STORED ROWS –
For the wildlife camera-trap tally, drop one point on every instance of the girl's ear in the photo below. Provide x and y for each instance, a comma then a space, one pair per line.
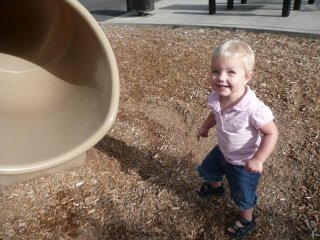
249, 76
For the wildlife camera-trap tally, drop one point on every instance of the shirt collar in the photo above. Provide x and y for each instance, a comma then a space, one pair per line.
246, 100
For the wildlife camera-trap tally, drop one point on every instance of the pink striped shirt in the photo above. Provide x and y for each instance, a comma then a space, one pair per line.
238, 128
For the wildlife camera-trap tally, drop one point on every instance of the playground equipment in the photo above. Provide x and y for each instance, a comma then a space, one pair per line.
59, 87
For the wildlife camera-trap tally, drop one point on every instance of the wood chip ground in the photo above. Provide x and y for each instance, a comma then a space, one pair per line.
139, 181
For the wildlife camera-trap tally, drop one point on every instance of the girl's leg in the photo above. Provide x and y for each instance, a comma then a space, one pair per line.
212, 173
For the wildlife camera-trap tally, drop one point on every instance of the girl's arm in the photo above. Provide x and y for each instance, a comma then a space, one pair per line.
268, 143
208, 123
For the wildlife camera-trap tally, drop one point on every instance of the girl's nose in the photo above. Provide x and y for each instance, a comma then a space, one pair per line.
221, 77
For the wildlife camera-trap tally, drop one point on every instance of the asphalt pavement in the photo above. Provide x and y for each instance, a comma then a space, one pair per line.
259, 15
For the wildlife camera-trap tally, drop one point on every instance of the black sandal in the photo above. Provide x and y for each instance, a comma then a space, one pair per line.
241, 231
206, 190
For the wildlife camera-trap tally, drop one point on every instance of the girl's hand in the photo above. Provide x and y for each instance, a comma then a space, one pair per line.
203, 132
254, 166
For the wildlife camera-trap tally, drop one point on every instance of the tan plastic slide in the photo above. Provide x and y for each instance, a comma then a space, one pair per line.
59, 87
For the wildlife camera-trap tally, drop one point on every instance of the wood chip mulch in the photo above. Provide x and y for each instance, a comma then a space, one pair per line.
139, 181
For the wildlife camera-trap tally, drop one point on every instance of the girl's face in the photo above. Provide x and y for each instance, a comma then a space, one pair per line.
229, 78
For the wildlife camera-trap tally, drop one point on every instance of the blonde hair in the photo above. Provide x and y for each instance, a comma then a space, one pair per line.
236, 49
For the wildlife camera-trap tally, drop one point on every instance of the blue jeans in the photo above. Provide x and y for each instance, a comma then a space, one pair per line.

STATED GOAL – Rewrite all of the data above, replacing "girl's" with "child's" wherever it appears and keeping everything else unchanged. Omit the pictures.

SOLVED EXERCISE –
For the wildlife camera-trap tally, drop one point on every instance of the child's ear in the photo below. Provide x and y for each instance, a comma then a space, one pair per line.
249, 76
For the wildlife camera-trap tally, drop one point on every instance of the shirt collar in the photo above. Provide x and y for each instance, a comma then a space, one pair per line.
246, 100
For the wildlife camera-trap tally, drop one point on every instance of the pink striped shirt in the photo above. Provide x and y for each instance, a comma then a space, one pair per line.
238, 128
For the wildlife camera-trap tally, drop one point on every instance of the playground equipment in the photo above. Provide x and y for each instance, a comma then a space, one pair per line.
59, 87
For the wildlife camera-trap tally, drop one point on every instance of the wood chip ground in the photo above. Provide x and y for each instance, a comma then a space, one pair per line.
139, 181
For the wildlife camera-trap tally, drop one point on every instance of the child's leg in the photo above. Provide x and y for each instance, a comma then a space, one pair per line.
212, 173
For the wildlife camera-trap tally, drop one point on every instance of the child's arm in the photo above. Provide x and y for each instance, a comma then a space, one pair per line.
268, 143
208, 123
For the wildlife camera-trap tally, drop one point on every instance of the child's nose in the photo above. Provide x and y for each instance, a comma then a space, one pair per line.
221, 77
For the wildlife camera-trap tally, drop one point on every instance of the asphalt pavement in the photo above. Provide x and y for each instance, a comma then a space, one pair per line.
259, 15
For the wildlife camera-trap tally, drop one point on every instance of the black sandal in the photo above. Provide x and y for each instance, a comma then a space, one pair per line.
241, 231
206, 190
For the wildlife camera-trap tally, drop one point on every instance of the child's hand in the photo above. Provide x and y for each instance, a comma then a space, one pair per line.
203, 132
254, 166
For the wildlife camera-trap tally, drop one point on every instance of the tan plastic slide in the photo above. Provide x and y for each instance, a comma then a space, one pair per line.
59, 87
For the wildlife camera-trap tally, drop one point on every instance of the wood chip mulch in the photo above. Provide x and y for each instance, a comma then a space, one pair per line.
139, 181
For the wildlife camera-trap tally, drop one point on every instance of the child's face in the photo above. Provide x and y for each instance, a comma then a space, one pair per line.
229, 78
For the wildlife camera-trap tally, drop one point on every instance of the blonde hair in the photo above. Provide x and y for each instance, a comma then a space, one pair per line.
236, 49
For the wildlife camera-trap tally, drop one point on every instance of the blue jeans in the photo above. Provide x and y for each instance, a comma then a space, one pair per line.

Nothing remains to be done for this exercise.